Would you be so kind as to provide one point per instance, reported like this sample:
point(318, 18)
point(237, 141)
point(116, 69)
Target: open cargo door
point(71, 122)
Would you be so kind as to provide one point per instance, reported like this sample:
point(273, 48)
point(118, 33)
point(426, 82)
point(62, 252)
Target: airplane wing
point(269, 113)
===
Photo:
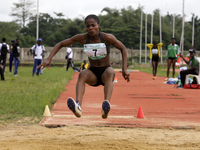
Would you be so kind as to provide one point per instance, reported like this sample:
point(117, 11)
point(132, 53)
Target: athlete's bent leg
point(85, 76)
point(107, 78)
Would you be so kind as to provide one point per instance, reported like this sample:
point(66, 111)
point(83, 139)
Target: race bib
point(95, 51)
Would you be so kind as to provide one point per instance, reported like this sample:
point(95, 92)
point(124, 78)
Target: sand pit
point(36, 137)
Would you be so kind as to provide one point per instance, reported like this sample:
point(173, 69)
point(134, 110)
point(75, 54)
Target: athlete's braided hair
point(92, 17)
===
ZADANIE DO WYKONANIA:
Proszę wyodrębnić z powyższego materiału wszystkie wiersze, w których występuje słowo „Target”.

ODPOWIEDŹ:
Target: open cargo door
Target: airplane wing
Target: athlete's bent leg
Target: race bib
Target: sand pit
Target: athlete's braided hair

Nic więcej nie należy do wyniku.